• **Problem**:
For the entries that follow, restate word for word the line containing "-- sample [224,295].", the line containing "-- sample [131,140].", and every line that lies between them.

▼▼▼

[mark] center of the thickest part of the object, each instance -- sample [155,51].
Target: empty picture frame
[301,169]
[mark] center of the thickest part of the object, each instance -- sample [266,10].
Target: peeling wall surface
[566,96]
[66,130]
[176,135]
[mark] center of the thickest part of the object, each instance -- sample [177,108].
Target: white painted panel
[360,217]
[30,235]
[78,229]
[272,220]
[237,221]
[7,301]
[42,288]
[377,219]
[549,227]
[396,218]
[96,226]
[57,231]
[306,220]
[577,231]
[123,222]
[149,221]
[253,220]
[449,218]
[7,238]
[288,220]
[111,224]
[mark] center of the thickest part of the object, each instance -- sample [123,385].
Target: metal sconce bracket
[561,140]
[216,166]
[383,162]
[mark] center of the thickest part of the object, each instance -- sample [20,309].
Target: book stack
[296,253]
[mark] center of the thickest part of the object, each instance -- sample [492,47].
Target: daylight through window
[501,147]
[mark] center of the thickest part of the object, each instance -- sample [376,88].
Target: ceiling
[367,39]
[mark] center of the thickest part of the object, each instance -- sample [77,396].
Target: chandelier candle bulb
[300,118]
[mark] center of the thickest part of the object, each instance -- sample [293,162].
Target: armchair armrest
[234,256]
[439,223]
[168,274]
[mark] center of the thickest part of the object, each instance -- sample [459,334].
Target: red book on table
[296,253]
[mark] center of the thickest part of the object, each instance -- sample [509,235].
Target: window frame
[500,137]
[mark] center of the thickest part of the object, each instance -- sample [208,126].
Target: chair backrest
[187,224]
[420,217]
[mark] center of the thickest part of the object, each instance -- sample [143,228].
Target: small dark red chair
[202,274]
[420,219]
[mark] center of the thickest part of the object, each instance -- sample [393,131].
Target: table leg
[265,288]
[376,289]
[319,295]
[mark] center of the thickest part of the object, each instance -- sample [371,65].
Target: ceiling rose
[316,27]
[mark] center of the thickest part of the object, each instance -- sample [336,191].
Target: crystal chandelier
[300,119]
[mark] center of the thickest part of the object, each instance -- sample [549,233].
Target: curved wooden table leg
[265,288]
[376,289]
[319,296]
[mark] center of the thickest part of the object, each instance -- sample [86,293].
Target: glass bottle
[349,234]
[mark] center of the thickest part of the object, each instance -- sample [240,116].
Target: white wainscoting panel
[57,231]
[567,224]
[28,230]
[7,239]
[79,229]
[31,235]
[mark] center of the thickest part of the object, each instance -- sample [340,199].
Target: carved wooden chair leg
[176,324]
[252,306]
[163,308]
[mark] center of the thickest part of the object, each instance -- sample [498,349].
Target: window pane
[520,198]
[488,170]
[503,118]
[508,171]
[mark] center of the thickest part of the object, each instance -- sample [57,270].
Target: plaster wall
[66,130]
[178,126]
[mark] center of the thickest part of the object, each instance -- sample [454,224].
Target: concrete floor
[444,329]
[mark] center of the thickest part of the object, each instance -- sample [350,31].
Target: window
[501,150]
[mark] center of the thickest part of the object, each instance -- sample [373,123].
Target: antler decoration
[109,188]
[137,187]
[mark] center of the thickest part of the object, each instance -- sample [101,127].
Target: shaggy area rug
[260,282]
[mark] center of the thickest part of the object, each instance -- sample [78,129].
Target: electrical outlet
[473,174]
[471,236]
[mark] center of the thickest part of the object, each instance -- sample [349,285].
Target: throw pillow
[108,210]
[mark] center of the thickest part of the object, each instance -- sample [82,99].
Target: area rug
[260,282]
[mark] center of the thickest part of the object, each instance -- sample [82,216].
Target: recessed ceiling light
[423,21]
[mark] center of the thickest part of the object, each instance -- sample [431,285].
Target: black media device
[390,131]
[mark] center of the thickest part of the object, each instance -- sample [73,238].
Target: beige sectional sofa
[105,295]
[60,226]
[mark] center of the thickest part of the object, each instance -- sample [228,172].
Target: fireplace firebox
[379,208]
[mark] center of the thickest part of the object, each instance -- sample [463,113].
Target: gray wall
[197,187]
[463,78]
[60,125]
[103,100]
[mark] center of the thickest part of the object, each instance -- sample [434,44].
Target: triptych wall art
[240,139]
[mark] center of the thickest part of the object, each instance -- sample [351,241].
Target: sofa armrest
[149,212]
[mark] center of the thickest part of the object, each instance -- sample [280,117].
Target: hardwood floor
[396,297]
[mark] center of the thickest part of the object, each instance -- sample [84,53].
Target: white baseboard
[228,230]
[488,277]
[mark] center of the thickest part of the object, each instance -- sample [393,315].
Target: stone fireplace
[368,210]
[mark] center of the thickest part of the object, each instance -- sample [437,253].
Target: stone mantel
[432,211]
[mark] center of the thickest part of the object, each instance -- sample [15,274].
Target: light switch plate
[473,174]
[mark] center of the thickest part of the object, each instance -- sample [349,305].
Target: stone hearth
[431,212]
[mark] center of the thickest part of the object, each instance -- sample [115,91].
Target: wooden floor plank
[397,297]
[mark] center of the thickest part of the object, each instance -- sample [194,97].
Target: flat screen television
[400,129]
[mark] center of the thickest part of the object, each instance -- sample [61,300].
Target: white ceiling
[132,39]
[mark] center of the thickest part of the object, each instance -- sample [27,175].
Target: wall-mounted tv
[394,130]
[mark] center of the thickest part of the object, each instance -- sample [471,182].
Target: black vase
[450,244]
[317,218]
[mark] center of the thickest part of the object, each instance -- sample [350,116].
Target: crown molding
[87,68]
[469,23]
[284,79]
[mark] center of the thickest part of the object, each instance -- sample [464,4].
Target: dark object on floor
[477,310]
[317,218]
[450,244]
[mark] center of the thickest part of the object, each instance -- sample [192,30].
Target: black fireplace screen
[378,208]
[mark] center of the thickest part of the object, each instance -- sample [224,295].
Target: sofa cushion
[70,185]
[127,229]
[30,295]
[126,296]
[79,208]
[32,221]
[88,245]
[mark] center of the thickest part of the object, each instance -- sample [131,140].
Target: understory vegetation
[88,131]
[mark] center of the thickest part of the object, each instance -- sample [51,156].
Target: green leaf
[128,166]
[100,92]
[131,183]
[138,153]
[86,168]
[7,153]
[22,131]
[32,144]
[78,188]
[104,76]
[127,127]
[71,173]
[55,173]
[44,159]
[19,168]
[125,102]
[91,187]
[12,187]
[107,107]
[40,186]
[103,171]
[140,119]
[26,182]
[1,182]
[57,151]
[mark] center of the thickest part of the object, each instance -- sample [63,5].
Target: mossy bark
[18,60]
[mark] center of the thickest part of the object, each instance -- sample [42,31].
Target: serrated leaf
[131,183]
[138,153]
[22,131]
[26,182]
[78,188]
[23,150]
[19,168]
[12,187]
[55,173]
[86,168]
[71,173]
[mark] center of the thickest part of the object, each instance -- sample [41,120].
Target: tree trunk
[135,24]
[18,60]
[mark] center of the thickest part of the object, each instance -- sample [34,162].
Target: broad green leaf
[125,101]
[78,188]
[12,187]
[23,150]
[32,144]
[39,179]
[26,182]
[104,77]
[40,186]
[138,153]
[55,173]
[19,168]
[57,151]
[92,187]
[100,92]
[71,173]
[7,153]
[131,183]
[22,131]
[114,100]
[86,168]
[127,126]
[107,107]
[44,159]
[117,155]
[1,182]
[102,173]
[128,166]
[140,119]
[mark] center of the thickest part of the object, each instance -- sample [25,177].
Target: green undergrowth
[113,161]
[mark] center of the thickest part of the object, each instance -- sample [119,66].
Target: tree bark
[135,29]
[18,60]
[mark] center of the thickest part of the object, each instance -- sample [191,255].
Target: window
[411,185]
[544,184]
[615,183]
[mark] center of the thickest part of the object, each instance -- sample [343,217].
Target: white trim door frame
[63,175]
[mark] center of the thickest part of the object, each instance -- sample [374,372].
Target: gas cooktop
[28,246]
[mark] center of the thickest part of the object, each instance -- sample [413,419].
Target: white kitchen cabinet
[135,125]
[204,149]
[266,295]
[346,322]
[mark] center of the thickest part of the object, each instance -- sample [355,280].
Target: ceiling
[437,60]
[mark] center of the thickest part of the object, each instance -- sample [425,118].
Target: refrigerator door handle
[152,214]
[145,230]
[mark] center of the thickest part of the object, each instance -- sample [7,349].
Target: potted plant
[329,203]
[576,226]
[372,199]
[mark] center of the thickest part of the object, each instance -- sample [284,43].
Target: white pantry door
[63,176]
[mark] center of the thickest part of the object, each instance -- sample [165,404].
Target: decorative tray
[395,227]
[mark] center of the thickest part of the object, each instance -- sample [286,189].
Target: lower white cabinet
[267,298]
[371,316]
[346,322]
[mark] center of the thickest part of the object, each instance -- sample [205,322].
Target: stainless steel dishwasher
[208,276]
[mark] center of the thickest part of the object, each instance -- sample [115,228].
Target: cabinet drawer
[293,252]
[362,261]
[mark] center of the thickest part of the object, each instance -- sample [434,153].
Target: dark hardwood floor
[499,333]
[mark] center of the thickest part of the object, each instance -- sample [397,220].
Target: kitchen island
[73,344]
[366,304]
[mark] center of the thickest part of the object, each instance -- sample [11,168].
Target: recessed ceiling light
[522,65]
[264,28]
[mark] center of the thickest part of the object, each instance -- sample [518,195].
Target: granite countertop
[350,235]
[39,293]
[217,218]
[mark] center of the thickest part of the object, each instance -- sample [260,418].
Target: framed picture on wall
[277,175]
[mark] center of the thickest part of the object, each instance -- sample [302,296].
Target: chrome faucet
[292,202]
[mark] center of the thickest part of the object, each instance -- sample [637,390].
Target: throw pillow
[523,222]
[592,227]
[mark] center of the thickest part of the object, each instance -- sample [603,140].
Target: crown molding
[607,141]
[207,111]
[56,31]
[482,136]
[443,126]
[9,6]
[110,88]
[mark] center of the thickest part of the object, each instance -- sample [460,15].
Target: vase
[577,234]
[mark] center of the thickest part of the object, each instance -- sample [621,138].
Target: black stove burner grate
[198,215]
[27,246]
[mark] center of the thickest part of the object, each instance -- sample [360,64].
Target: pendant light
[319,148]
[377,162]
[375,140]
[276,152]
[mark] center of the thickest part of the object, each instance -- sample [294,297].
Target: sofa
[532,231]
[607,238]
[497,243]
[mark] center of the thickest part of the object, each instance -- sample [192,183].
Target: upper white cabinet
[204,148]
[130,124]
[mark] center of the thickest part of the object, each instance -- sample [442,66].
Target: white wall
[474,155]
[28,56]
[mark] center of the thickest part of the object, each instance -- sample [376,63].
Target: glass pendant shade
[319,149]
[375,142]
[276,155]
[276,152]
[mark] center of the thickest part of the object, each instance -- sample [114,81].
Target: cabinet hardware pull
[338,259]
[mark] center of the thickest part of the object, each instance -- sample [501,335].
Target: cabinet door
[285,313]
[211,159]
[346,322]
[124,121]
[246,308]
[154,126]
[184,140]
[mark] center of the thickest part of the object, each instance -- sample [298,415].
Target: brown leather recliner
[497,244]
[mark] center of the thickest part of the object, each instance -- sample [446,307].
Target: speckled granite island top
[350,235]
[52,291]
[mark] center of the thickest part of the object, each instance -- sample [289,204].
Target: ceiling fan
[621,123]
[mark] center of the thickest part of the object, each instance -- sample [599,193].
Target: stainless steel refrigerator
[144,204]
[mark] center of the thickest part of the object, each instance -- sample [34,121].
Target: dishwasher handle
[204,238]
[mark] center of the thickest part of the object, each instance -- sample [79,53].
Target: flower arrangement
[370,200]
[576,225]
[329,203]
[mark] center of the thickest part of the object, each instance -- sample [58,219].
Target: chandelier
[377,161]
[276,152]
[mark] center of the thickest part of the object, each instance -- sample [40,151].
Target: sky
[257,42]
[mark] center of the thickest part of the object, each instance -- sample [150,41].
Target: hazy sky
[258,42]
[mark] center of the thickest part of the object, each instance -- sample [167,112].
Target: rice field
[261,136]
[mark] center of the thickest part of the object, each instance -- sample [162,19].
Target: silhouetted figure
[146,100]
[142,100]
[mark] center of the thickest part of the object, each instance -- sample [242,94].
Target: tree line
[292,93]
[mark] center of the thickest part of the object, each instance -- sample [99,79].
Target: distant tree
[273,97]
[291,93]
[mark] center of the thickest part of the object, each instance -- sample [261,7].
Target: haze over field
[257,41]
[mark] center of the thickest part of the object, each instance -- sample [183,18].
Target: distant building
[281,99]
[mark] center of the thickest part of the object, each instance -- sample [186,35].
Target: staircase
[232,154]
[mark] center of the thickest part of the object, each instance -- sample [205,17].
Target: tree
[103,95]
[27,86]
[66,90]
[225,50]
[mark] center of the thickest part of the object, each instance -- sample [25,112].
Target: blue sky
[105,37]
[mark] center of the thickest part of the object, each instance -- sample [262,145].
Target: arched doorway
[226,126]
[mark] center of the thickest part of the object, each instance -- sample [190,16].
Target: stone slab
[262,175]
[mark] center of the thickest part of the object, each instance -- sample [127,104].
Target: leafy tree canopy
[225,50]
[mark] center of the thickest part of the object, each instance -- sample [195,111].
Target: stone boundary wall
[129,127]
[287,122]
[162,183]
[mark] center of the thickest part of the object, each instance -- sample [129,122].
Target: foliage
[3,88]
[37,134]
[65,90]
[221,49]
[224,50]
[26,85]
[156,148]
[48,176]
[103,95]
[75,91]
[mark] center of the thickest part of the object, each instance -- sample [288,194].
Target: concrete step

▲▲▲

• **Answer for the task**:
[mark] center of the thickest part of the object, each instance -- sample [224,295].
Target: sofa cushion
[70,185]
[127,229]
[30,295]
[126,296]
[79,208]
[32,221]
[88,245]
[mark] center of the thickest part of the object, each instance -- sample [131,140].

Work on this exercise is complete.